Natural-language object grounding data

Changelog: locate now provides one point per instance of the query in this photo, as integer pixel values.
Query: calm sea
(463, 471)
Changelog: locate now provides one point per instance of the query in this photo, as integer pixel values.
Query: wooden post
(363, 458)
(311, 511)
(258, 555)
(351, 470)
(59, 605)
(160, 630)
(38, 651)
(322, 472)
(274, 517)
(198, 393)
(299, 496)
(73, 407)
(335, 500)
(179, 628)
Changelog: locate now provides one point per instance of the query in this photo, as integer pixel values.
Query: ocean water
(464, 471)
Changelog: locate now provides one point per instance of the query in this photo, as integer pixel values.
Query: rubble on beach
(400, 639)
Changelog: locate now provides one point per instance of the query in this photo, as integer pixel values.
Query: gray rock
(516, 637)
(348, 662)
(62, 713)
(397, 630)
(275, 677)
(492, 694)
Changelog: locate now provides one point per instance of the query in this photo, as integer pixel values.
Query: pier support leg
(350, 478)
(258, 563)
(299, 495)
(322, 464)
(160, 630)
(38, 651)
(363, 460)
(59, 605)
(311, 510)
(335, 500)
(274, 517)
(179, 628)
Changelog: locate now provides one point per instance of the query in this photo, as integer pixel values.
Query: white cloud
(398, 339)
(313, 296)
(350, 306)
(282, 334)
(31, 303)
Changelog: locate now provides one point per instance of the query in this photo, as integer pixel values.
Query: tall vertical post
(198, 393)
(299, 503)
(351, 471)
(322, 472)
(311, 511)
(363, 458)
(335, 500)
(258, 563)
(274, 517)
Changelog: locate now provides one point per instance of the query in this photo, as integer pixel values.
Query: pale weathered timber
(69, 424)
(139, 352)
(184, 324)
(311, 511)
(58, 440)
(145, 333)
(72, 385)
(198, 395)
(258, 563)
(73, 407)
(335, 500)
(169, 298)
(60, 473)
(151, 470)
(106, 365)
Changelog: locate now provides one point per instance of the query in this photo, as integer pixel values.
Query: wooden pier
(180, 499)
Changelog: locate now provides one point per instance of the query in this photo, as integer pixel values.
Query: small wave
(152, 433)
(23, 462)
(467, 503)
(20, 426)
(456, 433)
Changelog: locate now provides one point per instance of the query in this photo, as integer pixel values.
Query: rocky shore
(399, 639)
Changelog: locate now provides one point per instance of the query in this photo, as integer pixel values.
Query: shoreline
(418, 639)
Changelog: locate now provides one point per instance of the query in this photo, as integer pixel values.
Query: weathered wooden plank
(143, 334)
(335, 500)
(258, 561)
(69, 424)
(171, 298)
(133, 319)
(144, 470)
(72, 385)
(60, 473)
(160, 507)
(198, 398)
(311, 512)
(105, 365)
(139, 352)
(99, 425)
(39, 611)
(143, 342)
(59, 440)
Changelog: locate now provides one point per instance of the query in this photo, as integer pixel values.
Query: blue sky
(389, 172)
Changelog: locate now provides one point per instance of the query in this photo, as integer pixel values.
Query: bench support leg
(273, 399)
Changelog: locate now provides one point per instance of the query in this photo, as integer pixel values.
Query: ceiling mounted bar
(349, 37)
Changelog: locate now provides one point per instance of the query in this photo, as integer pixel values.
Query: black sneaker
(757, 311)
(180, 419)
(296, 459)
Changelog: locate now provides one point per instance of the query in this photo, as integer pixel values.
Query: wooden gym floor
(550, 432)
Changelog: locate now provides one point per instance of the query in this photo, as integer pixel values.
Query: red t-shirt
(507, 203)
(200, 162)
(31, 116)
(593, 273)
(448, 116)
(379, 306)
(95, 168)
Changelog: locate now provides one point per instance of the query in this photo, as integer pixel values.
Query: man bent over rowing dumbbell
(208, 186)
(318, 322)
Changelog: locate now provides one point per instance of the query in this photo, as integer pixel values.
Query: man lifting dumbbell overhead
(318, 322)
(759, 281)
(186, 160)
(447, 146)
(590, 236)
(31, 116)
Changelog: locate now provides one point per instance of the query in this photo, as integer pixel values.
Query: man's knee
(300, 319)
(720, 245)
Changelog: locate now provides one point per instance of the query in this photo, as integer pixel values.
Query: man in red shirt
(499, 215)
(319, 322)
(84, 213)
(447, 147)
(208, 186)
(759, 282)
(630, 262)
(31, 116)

**Exercise description**
Word for word, transcribe all of the entries shown above.

**Exercise answer**
Changelog: locate now provides one point per instance of the query in this photo, as integer pixel values.
Query: calm sea
(463, 471)
Changelog: locate now provides one point per instance of the query in this photo, as integer pixel values.
Query: wooden post
(363, 458)
(311, 511)
(258, 555)
(351, 470)
(59, 605)
(160, 630)
(38, 651)
(322, 472)
(274, 517)
(198, 393)
(299, 496)
(73, 407)
(335, 500)
(179, 628)
Changelog: locate now provides one point per instance of the query in this photo, as integer pixel values.
Query: ocean water
(464, 471)
Changelog: locate now provides one point per instance of the query in this photo, as integer pixel values.
Query: rubble on beach
(400, 639)
Changelog: locate now provides one point per instance of the query in this photo, as integer pixel values.
Query: gray rock
(516, 637)
(348, 662)
(62, 713)
(397, 630)
(275, 677)
(492, 694)
Changelog: locate now provides one point per instance of the query in this photo, as integer pixel values.
Query: pier support leg
(350, 478)
(258, 563)
(299, 495)
(322, 464)
(160, 630)
(38, 651)
(363, 460)
(59, 605)
(311, 510)
(335, 500)
(274, 517)
(179, 628)
Changelog: locate now provides one point per instance of the query in this photo, as integer pixel values.
Query: white cloud
(398, 339)
(313, 296)
(350, 306)
(282, 334)
(31, 303)
Changelog: locate now provides one point per instance of the query in this photo, as integer pixel values.
Query: tall vertical post
(198, 393)
(299, 503)
(351, 471)
(322, 472)
(311, 511)
(363, 458)
(335, 500)
(258, 563)
(274, 517)
Changelog: locate now provides one point per instance of the query in this photo, as integer pixel values.
Query: pale weathered timber
(69, 424)
(139, 352)
(184, 324)
(311, 511)
(58, 440)
(145, 333)
(72, 385)
(198, 395)
(258, 563)
(73, 407)
(335, 500)
(169, 298)
(60, 473)
(151, 470)
(106, 365)
Changelog: locate now provides one point per instance of the query in this photo, as integer pixel values.
Query: wooden pier
(180, 499)
Changelog: locate now provides one point per instance of the query in this photo, as integer pixel values.
Query: small wave
(152, 433)
(23, 462)
(467, 503)
(20, 426)
(456, 433)
Changelog: locate now provides one point per instance of the query in this photo, as integer pixel values.
Query: rocky shore
(399, 639)
Changelog: locate now provides one point per instance of the query in this photo, as integer pixel values.
Query: shoreline
(418, 639)
Changelog: locate now provides one point per instance of the query in this photo, as integer pixel values.
Query: weathered wooden plank
(143, 334)
(335, 500)
(258, 561)
(69, 424)
(171, 298)
(133, 319)
(144, 470)
(72, 385)
(60, 473)
(160, 507)
(198, 398)
(311, 512)
(105, 365)
(139, 352)
(99, 425)
(39, 611)
(143, 342)
(59, 440)
Changelog: locate now provides one point per instance of the query in this photo, as integer pixel values.
Query: blue sky
(389, 172)
Changelog: locate now provides one point per instance of the query in this photo, as integer pixel values.
Query: bench support leg
(273, 399)
Changelog: locate now provides one point per instance of the query in this photo, as integer pixel values.
Query: ceiling mounted bar
(349, 37)
Changelog: locate now provides one point per instance of the query in this photo, as integer pixel values.
Query: black sneaker
(757, 311)
(180, 419)
(296, 459)
Changelog: locate now provides one point per instance of the query in this photo, as integer pixel values.
Query: wooden gym floor
(550, 432)
Changelog: locate now provides one point per instance of the query in this photo, as integer pixel values.
Query: red t-shirt
(507, 203)
(200, 162)
(31, 116)
(593, 273)
(448, 116)
(379, 306)
(95, 168)
Changelog: locate now provides one point per instance of the query in this photo, as integer pixel values.
Query: man bent over rowing dumbbell
(208, 186)
(318, 322)
Changelog: locate now provides one point per instance of the query in this photo, as integer pixel values.
Query: man lifting dumbbell overhead
(318, 322)
(759, 281)
(186, 160)
(447, 146)
(590, 236)
(31, 116)
Changelog: locate now provides one point per instance of the query in this photo, as integer pixel values.
Query: man's knee
(300, 319)
(720, 245)
Changelog: locate now provides one point per instance of the query in this photo, as integer pixel values.
Query: man in red shirt
(499, 215)
(319, 322)
(84, 213)
(447, 147)
(208, 186)
(759, 282)
(630, 262)
(31, 116)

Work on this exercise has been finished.